### PROBLEM DETAILS
Answer these questions about the evidence code extract:
1. What subject does Title V cover?
2. Which section number defines direct evidence?
3. According to the closing paragraph, in what kinds of cases does the commission include the whole procedure?

TITLE I. Of the general principles of evidence.
II. Of the kinds and degrees of evidence.

III. Of the production of evidence.

IV. Of the effect of evidence.

V. Of the rights and duties of witnesses.

VI. Of evidence in particular cases and miscellaneous and general provisions.

GENERAL DEFINITIONS AND DIVISIONS.

SECTION 1659. Definition of evidence.

1660. Definition of proof.

1661.

Definition of law of evidence.

1662. The degree of certainty, required to establish facts.

1663. Four kinds of evidence specified.

1664. Several degrees of evidence specified.

1665. Original evidence, defined.

1666. Secondary evidence defined.

1667. Direct evidence defined.

1668. Indirect evidence defined.

1669. Primary evidence defined.
1670. Partial evidence defined.
1671. Satisfactory evidence defined.
1672. Indispensible evidence defined.
1673. Conclusive evidence defined.

1674. Cumulative evidence defined.
1675. Corroborative evidence defined.
1676. General divisions and arrangement.

This, the only remaining part of the code, embraces the subject of evidence. Large and difficult as is the subject, we cannot omit it from this work, without presenting to the legis lature an incomplete code of procedure. As we interpret the constitutional and statutory provisions, under which we

act, our commission includes the whole procedure, in civil and criminal cases. To omit the subject of evidence would therefore imply, either that it did not fall within the scope of a code of procedure, or that it was in its nature incapable of being reduced to a written code.

### GIVEN INFORMATION
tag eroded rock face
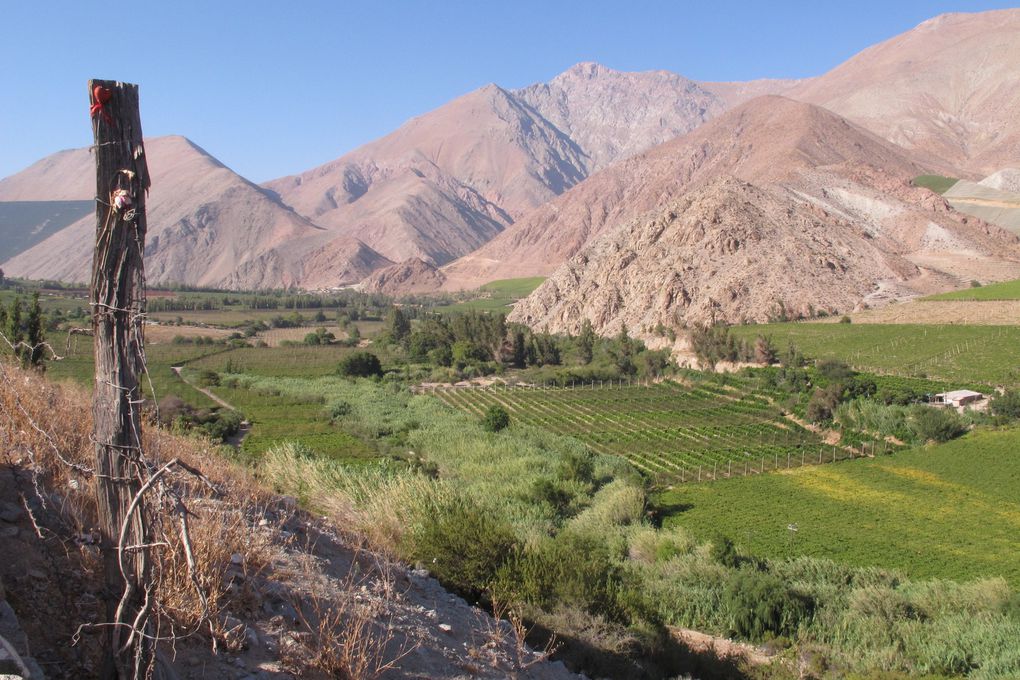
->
[510,177,1020,334]
[361,258,446,296]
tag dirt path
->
[170,366,252,449]
[170,366,240,413]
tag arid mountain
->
[361,257,444,296]
[978,167,1020,194]
[444,97,942,290]
[491,97,1020,332]
[2,137,389,289]
[510,177,1020,335]
[511,178,915,334]
[513,62,724,170]
[0,149,96,201]
[942,170,1020,233]
[787,9,1020,176]
[266,86,589,264]
[698,79,809,109]
[265,63,771,273]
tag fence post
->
[89,80,155,678]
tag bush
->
[911,406,967,441]
[407,498,517,599]
[806,384,843,423]
[988,390,1020,419]
[481,405,510,432]
[722,570,811,641]
[196,369,219,387]
[337,352,383,378]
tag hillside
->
[942,173,1020,233]
[510,178,915,333]
[444,97,1020,289]
[2,137,389,289]
[510,97,1020,332]
[787,9,1020,175]
[0,201,96,262]
[259,86,588,264]
[513,62,725,170]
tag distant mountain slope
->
[0,149,96,201]
[485,97,1020,332]
[942,173,1020,234]
[0,201,96,262]
[2,137,390,289]
[510,177,915,334]
[444,97,954,289]
[787,9,1020,175]
[265,86,589,263]
[513,62,725,170]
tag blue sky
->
[0,0,1015,181]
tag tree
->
[577,319,597,366]
[615,323,638,375]
[481,405,510,432]
[988,389,1020,419]
[337,352,383,378]
[386,306,411,343]
[22,291,46,366]
[755,335,779,366]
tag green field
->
[434,276,546,313]
[730,323,1020,387]
[914,174,960,194]
[435,382,852,483]
[924,279,1020,302]
[657,429,1020,586]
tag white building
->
[932,389,984,408]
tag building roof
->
[935,389,984,402]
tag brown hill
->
[444,97,942,289]
[361,257,445,296]
[511,178,916,333]
[513,62,725,170]
[266,86,589,263]
[788,9,1020,175]
[509,177,1020,334]
[0,149,96,201]
[2,137,389,289]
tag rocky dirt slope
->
[443,97,1020,289]
[361,258,446,296]
[510,178,916,334]
[787,9,1020,176]
[2,137,390,290]
[0,363,576,680]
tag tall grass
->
[251,378,1020,678]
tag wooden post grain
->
[89,81,154,679]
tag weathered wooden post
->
[89,81,154,679]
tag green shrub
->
[481,405,510,432]
[722,569,811,641]
[911,406,967,441]
[195,369,219,387]
[407,498,517,598]
[337,352,383,378]
[988,389,1020,419]
[709,534,741,569]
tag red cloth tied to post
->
[89,85,113,125]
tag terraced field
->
[435,382,854,484]
[730,323,1020,386]
[655,428,1020,586]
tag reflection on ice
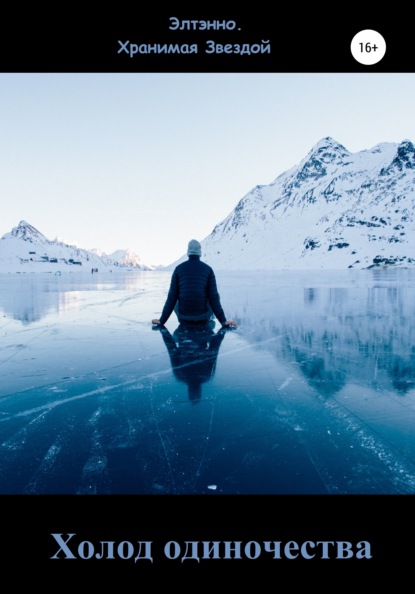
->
[0,270,415,496]
[155,322,227,403]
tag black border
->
[0,11,414,580]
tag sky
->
[0,72,415,265]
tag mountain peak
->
[11,220,47,242]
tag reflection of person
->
[152,239,236,327]
[160,322,227,403]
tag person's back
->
[175,255,226,323]
[152,239,236,326]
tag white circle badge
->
[350,29,386,66]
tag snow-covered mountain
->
[0,221,153,272]
[168,137,415,270]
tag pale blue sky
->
[0,73,415,264]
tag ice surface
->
[0,269,415,497]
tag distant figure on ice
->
[152,239,236,327]
[160,323,228,404]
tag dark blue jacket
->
[160,256,226,326]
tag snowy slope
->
[169,137,415,270]
[0,221,151,272]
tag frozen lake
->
[0,270,415,496]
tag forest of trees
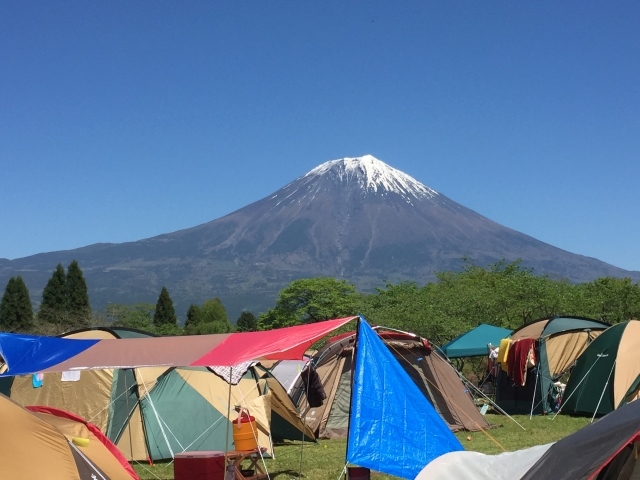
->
[0,260,640,344]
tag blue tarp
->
[0,333,100,376]
[442,323,511,358]
[347,319,464,479]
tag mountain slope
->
[0,155,640,319]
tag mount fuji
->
[0,155,640,320]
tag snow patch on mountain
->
[302,155,438,202]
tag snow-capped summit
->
[303,155,438,201]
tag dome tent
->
[0,395,138,480]
[562,320,640,416]
[496,316,610,414]
[290,327,490,438]
[5,328,313,461]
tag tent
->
[495,316,609,414]
[0,317,356,376]
[441,323,511,358]
[291,327,490,438]
[561,320,640,416]
[0,395,138,480]
[347,319,463,478]
[260,355,311,393]
[416,390,640,480]
[5,328,314,461]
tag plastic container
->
[347,467,371,480]
[233,408,258,452]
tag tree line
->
[0,260,258,335]
[0,259,640,344]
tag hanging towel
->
[508,338,536,386]
[61,370,80,382]
[31,373,44,388]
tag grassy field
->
[134,414,589,480]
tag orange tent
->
[0,395,138,480]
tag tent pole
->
[529,363,540,420]
[139,371,174,461]
[591,358,618,423]
[298,360,312,478]
[551,352,609,420]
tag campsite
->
[5,317,640,479]
[129,414,588,480]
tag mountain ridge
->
[0,155,640,319]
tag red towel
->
[509,338,537,386]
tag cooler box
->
[173,451,224,480]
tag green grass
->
[134,414,589,480]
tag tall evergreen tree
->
[184,303,200,328]
[153,287,178,327]
[66,260,91,328]
[38,263,67,325]
[236,311,258,332]
[0,275,33,332]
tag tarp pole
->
[224,367,233,472]
[344,315,362,469]
[451,365,527,431]
[591,358,618,423]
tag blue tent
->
[442,323,511,358]
[347,318,464,479]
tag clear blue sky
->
[0,0,640,270]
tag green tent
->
[441,323,511,358]
[562,320,640,416]
[3,328,314,461]
[496,316,610,414]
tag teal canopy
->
[442,323,511,358]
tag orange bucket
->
[233,408,258,451]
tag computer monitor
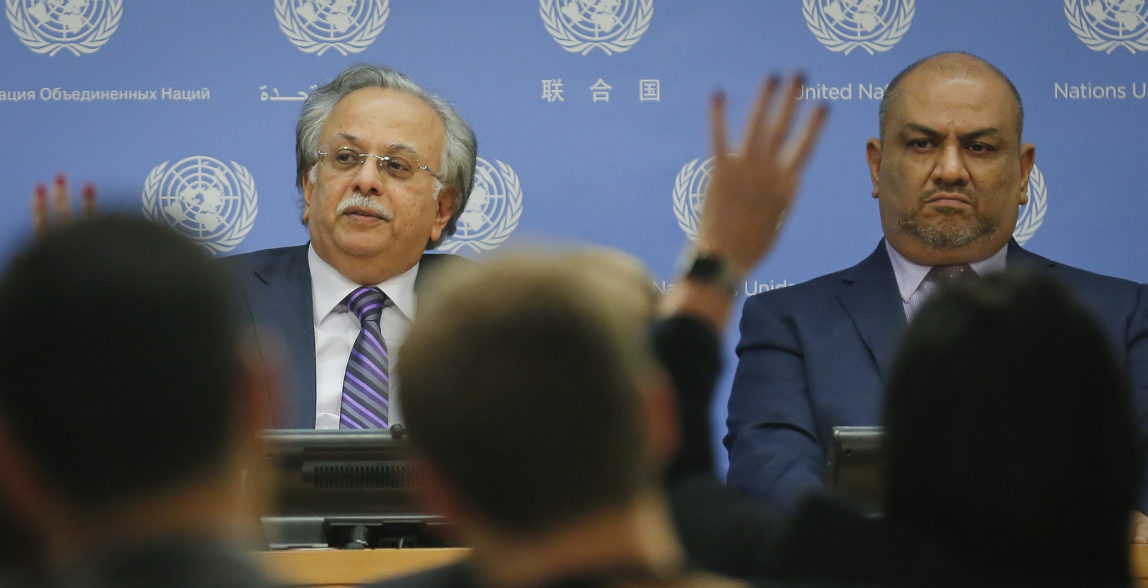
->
[262,425,444,549]
[824,426,884,516]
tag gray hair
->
[295,63,478,249]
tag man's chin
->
[898,217,994,250]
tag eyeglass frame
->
[315,146,445,184]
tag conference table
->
[256,546,1148,588]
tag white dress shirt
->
[307,246,419,428]
[885,240,1008,322]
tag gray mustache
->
[335,192,394,221]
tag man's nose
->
[932,145,969,185]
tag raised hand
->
[32,173,95,238]
[697,76,829,273]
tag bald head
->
[877,52,1024,145]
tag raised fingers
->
[742,75,778,154]
[770,74,805,152]
[784,103,829,170]
[709,92,726,157]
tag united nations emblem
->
[1064,0,1148,53]
[276,0,390,55]
[801,0,916,55]
[1013,165,1048,245]
[6,0,124,56]
[538,0,653,55]
[144,155,259,253]
[674,157,714,239]
[439,157,522,253]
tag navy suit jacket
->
[224,245,461,428]
[724,241,1148,509]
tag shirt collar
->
[307,245,419,325]
[885,239,1008,303]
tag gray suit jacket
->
[224,245,461,428]
[726,241,1148,509]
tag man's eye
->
[334,149,358,165]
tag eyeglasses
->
[316,147,442,181]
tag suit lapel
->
[1005,239,1056,271]
[251,245,316,428]
[837,240,907,380]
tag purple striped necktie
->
[339,286,390,428]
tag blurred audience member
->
[371,78,825,587]
[0,217,270,587]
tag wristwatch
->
[677,248,745,295]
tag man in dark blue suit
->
[228,65,476,428]
[726,53,1148,536]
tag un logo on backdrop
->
[1013,165,1048,245]
[801,0,916,55]
[674,157,714,239]
[439,157,522,253]
[144,155,259,253]
[674,157,1048,245]
[276,0,390,55]
[538,0,653,55]
[1064,0,1148,53]
[5,0,124,56]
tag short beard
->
[893,211,996,250]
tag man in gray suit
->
[228,65,476,428]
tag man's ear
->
[1021,142,1037,204]
[302,170,315,225]
[864,137,881,198]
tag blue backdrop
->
[0,0,1148,473]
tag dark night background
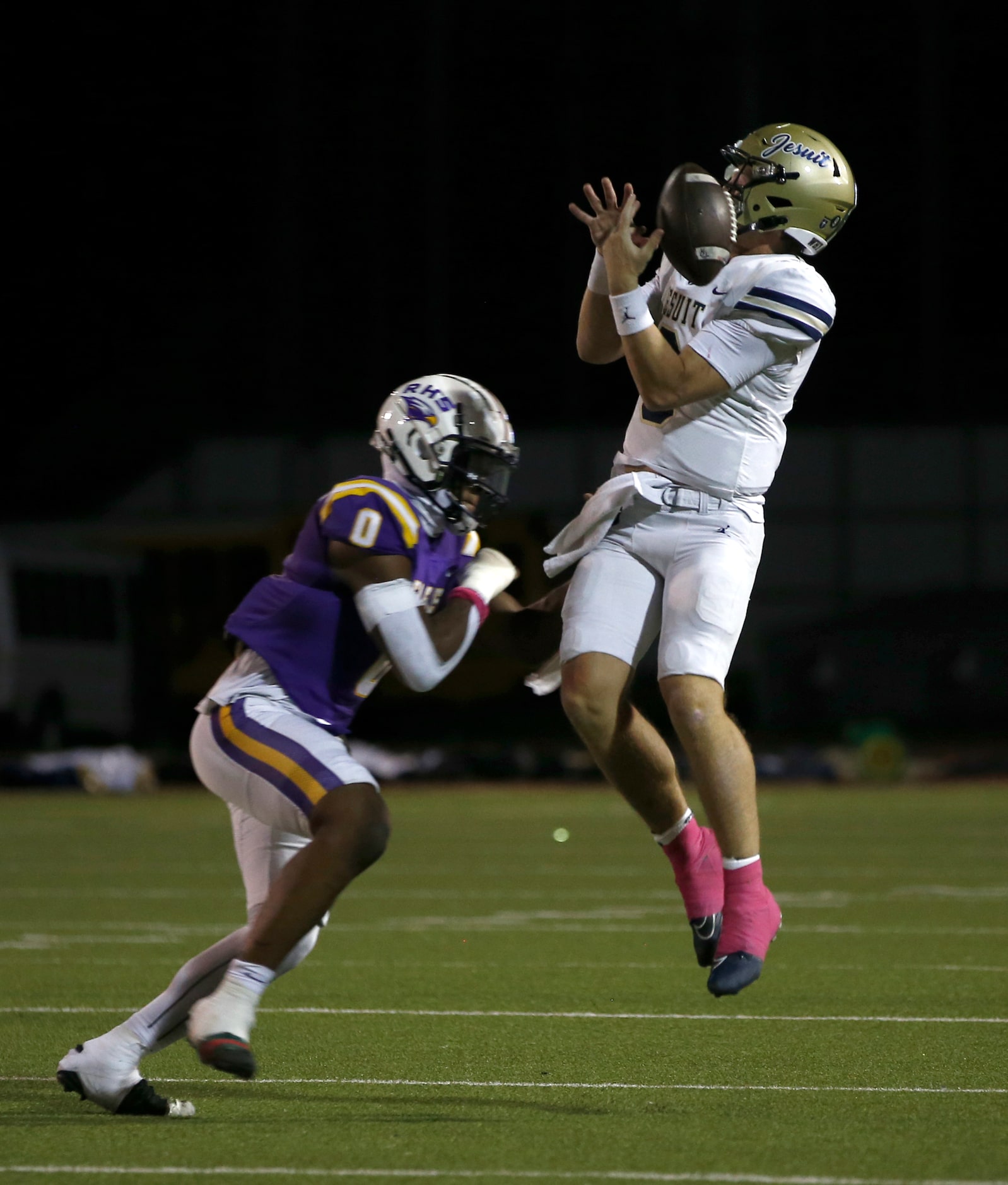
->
[0,0,1008,777]
[3,0,1005,520]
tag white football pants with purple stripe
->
[114,695,378,1054]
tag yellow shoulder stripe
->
[319,480,421,548]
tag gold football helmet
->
[722,123,858,255]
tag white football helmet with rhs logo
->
[371,374,519,534]
[722,123,858,255]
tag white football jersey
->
[614,255,836,517]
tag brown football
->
[656,161,735,286]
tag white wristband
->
[587,251,609,297]
[609,288,655,338]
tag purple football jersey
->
[226,478,479,734]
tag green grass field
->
[0,786,1008,1185]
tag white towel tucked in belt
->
[542,471,672,576]
[525,471,672,695]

### ANSWER TO THIS PROBLEM
1. The rights and duties of witnesses.
2. Section 1667.
3. Civil and criminal cases.